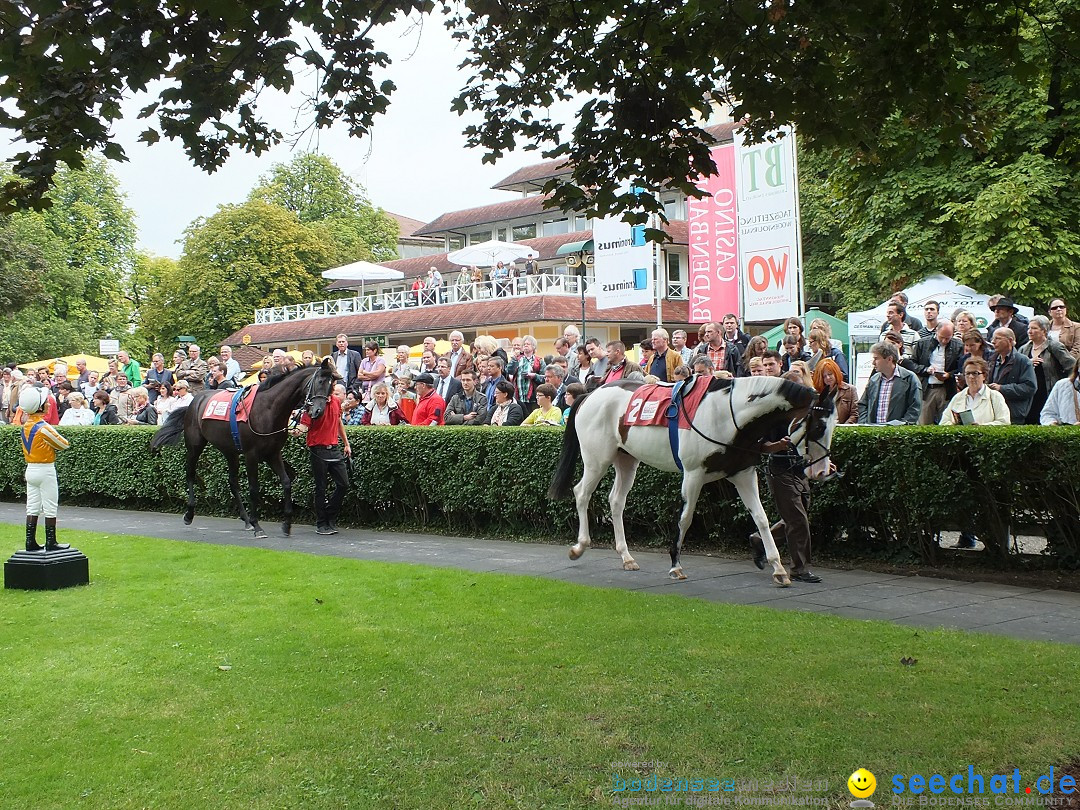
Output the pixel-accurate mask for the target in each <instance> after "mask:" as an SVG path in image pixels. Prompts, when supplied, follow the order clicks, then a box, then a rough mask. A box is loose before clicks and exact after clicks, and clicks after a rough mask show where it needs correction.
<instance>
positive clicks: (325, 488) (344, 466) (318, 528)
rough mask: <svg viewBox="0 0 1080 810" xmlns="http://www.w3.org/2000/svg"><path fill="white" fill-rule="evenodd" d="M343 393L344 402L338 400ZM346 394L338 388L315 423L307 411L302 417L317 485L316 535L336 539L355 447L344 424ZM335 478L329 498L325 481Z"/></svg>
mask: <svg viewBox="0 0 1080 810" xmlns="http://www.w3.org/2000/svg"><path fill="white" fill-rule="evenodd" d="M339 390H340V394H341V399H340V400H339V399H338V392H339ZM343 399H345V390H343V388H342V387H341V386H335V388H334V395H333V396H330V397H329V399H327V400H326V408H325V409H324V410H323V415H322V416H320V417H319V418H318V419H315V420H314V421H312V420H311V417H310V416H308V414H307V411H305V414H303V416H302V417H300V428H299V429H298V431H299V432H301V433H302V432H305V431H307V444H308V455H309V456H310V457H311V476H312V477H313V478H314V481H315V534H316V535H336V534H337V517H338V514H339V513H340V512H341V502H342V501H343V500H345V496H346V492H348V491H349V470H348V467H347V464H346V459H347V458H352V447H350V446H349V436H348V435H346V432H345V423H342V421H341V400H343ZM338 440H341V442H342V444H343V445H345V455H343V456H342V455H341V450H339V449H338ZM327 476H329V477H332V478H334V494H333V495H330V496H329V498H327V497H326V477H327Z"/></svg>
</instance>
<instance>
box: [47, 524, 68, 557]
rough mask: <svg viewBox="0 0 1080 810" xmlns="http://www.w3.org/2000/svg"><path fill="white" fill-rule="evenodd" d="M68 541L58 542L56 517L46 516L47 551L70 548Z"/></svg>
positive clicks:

◆ ◆ ◆

* _Work task_: Rewrite every item with each occurrence of "rough mask" replaced by "coarse mask", leaving all other text unchanged. Omit the pictures from your output.

* _Your response_:
Output the pixel-accurate mask for the target in each <instance> after "mask:" as an SVG path in image pixels. Prompts, when supplied, follow the order clicks, then a box, then a coarse mask. A box is loose before clicks and exact after clicks, and clicks after a coarse mask show where it needs correction.
<instance>
positive clicks: (325, 488) (344, 466) (318, 528)
coarse mask: <svg viewBox="0 0 1080 810" xmlns="http://www.w3.org/2000/svg"><path fill="white" fill-rule="evenodd" d="M343 393L344 402L338 400ZM346 394L338 388L315 423L307 411L302 417L317 485L316 535L336 539L355 447L344 424ZM335 478L329 498L325 481Z"/></svg>
mask: <svg viewBox="0 0 1080 810" xmlns="http://www.w3.org/2000/svg"><path fill="white" fill-rule="evenodd" d="M339 390H340V394H341V399H340V400H339V399H338V392H339ZM343 399H345V390H343V388H342V387H341V386H335V388H334V395H333V396H330V397H329V399H327V400H326V408H325V409H324V410H323V415H322V416H320V417H319V418H318V419H315V420H314V421H312V420H311V417H310V416H308V414H307V411H305V414H303V416H302V417H300V428H299V429H298V431H299V432H301V433H302V432H305V431H307V444H308V455H309V456H310V457H311V476H312V477H313V478H314V481H315V534H316V535H336V534H337V517H338V514H339V513H340V512H341V502H342V501H343V500H345V496H346V492H348V491H349V470H348V467H347V464H346V459H347V458H352V447H350V446H349V436H348V435H346V432H345V423H342V421H341V400H343ZM338 440H341V442H342V444H343V445H345V455H343V456H342V455H341V450H339V449H338ZM327 476H329V477H332V478H334V494H333V495H330V496H329V498H327V497H326V477H327Z"/></svg>
</instance>
<instance>
box: [47, 524, 68, 557]
coarse mask: <svg viewBox="0 0 1080 810" xmlns="http://www.w3.org/2000/svg"><path fill="white" fill-rule="evenodd" d="M68 541L58 542L56 517L46 516L47 551L70 548Z"/></svg>
positive clicks:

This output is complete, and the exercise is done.